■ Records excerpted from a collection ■
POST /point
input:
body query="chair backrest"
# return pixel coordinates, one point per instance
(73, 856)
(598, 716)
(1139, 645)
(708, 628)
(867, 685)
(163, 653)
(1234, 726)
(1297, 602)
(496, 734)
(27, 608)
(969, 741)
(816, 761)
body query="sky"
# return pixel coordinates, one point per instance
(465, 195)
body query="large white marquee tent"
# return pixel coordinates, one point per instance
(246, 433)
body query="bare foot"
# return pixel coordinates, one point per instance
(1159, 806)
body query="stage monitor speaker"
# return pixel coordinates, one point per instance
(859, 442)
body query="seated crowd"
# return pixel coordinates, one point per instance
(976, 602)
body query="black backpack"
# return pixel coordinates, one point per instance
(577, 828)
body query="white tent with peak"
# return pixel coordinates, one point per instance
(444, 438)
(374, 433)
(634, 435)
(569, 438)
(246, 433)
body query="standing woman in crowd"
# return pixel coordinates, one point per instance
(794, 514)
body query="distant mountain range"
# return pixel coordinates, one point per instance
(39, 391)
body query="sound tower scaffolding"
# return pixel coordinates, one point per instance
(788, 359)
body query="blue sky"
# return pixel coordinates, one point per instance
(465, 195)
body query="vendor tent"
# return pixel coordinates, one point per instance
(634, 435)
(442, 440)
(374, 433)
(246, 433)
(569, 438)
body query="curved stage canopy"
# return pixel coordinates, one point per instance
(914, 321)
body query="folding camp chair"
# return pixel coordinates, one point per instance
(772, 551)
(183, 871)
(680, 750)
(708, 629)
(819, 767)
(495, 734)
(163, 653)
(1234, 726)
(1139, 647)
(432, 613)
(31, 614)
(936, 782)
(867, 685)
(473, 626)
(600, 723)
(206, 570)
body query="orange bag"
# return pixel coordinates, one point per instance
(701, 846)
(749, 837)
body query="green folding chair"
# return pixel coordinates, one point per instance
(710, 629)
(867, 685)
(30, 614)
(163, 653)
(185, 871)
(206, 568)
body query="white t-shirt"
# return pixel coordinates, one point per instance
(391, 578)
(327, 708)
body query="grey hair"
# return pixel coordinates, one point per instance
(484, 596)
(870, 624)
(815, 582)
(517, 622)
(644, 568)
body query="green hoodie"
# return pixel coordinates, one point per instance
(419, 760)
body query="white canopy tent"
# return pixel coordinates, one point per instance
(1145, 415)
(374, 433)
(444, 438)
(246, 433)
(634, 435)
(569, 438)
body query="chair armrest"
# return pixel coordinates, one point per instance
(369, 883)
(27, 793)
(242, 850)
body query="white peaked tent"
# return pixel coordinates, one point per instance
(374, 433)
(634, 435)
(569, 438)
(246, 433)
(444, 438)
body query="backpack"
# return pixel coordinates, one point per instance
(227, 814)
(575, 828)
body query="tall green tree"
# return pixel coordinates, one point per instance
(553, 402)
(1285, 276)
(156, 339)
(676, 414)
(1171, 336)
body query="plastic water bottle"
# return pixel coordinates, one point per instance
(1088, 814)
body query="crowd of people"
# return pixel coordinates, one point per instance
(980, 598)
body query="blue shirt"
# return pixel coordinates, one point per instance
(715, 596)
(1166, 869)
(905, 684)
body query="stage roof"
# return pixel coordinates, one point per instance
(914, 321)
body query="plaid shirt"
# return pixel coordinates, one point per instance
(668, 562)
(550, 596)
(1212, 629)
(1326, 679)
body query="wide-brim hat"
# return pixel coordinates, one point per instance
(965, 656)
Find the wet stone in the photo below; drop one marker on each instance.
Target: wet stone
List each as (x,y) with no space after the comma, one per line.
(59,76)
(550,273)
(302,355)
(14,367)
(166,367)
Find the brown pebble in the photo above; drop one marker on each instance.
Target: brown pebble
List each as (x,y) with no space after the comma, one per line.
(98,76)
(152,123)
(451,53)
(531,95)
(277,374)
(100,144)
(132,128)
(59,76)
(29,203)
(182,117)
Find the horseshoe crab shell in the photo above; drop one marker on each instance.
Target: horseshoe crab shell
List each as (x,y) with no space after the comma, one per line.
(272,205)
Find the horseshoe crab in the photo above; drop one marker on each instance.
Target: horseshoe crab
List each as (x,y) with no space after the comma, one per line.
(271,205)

■ To do ■
Exactly reproduce every line of the records.

■ Response ■
POST /point
input:
body query="chair backrest"
# return pixel coordinates, one point per instance
(73, 856)
(598, 716)
(1139, 645)
(708, 628)
(867, 685)
(163, 653)
(1234, 726)
(1297, 602)
(496, 734)
(27, 608)
(969, 741)
(816, 761)
body query="sky"
# return pixel coordinates, one point per instance
(465, 195)
body query="large white marquee tent"
# return pixel coordinates, one point per instance
(246, 433)
body query="bare foot"
# return pixel coordinates, one point per instance
(1159, 806)
body query="stage monitor speaker"
# return pixel coordinates, one point per instance
(859, 442)
body query="seated crowd"
# return pixel coordinates, one point per instance
(976, 602)
body query="black backpack"
# return pixel coordinates, one point per instance
(577, 828)
body query="white tent with peak"
# return pixel coordinates, one point per instance
(444, 438)
(374, 433)
(634, 435)
(569, 438)
(246, 433)
body query="standing woman in crowd"
# return pixel coordinates, one point per instance
(794, 514)
body query="distant mountain range"
# return pixel coordinates, one point per instance
(39, 391)
body query="sound tower scaffolding"
# return pixel coordinates, one point per instance
(788, 359)
body query="blue sky"
# return pixel coordinates, one point per instance
(465, 195)
body query="vendor tent"
# return pixel coordinates, one point per instance
(634, 435)
(442, 440)
(374, 433)
(246, 433)
(569, 438)
body query="curved stage canopy"
# return pixel coordinates, one point per instance
(914, 321)
body query="folding camp chair"
# return pixel coordinates, one point per instance
(772, 551)
(183, 871)
(680, 750)
(708, 629)
(819, 767)
(495, 734)
(163, 653)
(1234, 726)
(1139, 647)
(432, 613)
(31, 614)
(936, 782)
(867, 685)
(473, 626)
(600, 723)
(206, 570)
body query="orange bag"
# return pixel coordinates, one point per instance
(701, 846)
(749, 837)
body query="green folding chair"
# return pixel coordinates, one point per instance
(710, 629)
(867, 685)
(30, 614)
(163, 653)
(185, 871)
(206, 568)
body query="white t-shirt"
# return pixel coordinates, one point per instance
(391, 578)
(327, 708)
body query="grey hair"
# return pixel coordinates, one point per instance
(484, 596)
(870, 624)
(815, 582)
(517, 622)
(644, 568)
body query="green hoodie"
# return pixel coordinates, one point per instance
(419, 760)
body query="white canopy tent"
# return pixel coordinates, one point per instance
(1145, 415)
(374, 433)
(444, 438)
(246, 433)
(634, 435)
(569, 438)
body query="chair armrest"
# return pixel coordinates, one point per instance
(369, 883)
(27, 793)
(242, 850)
body query="white peaked tent"
# return pixel coordinates, one point per instance
(374, 433)
(634, 435)
(569, 438)
(246, 433)
(444, 438)
body query="backpack"
# return pixel coordinates, one point per instance
(227, 814)
(575, 828)
body query="tall green tree"
# return pixel coordinates, one point per instance
(553, 402)
(1285, 276)
(156, 339)
(676, 414)
(1171, 336)
body query="plastic water bottle"
# return pixel coordinates, one point per instance
(1088, 814)
body query="crowd of people"
# return pixel coordinates, one point per instance
(980, 598)
body query="blue shirt"
# return pixel coordinates, one point per instance
(715, 596)
(1166, 869)
(905, 684)
body query="stage roof"
# return pixel coordinates, one point per instance
(914, 321)
body query="plaid shirt"
# return pixel coordinates, one point per instance
(668, 562)
(550, 596)
(1212, 629)
(1326, 679)
body query="wide-brim hat"
# return pixel coordinates, one point per instance
(965, 656)
Find the wet stone in the photo below; drop one marker on each instance.
Target: wet stone
List each as (x,y) with no space after the comma, one per line.
(59,76)
(550,273)
(302,355)
(14,367)
(166,367)
Find the brown pebble in the photo above; drop one marker on each instance.
Target: brown pebble
List each as (x,y) with no space after the comma, one per line.
(98,76)
(152,123)
(451,53)
(531,95)
(277,374)
(100,144)
(132,128)
(59,76)
(29,203)
(182,117)
Find the horseshoe crab shell in the photo above; drop one marker on each instance.
Target: horseshoe crab shell
List each as (x,y) with no space after the comma, one per line.
(272,205)
Find the horseshoe crab in the photo above; drop one marker on each instance.
Target: horseshoe crab
List each as (x,y) with no space after the comma, one per line.
(271,205)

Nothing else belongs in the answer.